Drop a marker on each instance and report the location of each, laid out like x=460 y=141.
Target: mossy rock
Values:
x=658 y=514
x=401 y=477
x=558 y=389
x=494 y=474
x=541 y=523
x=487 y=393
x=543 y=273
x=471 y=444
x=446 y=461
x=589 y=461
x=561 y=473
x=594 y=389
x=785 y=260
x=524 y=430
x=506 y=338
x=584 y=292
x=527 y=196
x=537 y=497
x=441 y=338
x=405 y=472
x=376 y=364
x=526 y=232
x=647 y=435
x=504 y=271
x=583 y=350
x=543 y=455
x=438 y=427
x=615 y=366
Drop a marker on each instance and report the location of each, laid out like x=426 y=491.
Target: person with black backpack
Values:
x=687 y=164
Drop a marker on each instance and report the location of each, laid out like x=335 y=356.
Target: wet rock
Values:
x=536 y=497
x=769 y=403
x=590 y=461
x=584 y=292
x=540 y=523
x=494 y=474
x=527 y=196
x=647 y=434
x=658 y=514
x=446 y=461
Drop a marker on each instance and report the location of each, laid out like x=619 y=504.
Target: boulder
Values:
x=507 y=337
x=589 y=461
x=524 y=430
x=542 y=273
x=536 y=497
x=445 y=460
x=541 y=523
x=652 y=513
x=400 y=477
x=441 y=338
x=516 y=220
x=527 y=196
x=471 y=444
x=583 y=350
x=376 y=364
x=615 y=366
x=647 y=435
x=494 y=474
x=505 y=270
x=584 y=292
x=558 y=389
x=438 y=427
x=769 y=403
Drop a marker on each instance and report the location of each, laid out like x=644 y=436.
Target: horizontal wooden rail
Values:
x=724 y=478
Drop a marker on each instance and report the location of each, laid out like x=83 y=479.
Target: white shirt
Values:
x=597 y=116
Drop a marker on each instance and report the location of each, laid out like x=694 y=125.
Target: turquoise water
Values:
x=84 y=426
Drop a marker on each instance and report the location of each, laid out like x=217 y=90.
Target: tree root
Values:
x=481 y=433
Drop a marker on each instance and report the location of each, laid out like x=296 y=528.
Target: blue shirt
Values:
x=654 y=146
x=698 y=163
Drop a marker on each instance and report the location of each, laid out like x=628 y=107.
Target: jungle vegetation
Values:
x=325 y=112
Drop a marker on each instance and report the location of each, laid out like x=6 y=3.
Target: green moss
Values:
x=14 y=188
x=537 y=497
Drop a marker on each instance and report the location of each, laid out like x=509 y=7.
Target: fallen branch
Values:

### WHAT THE EXERCISE ASKS
Go through the listing above and return each line where the word "Target" occurs.

### RESPONSE TO THE EXERCISE
Target: mossy rock
Target: person with black backpack
Target: wet rock
Target: boulder
Target: horizontal wooden rail
Target: white shirt
Target: turquoise water
Target: tree root
Target: blue shirt
Target: jungle vegetation
Target: green moss
Target: fallen branch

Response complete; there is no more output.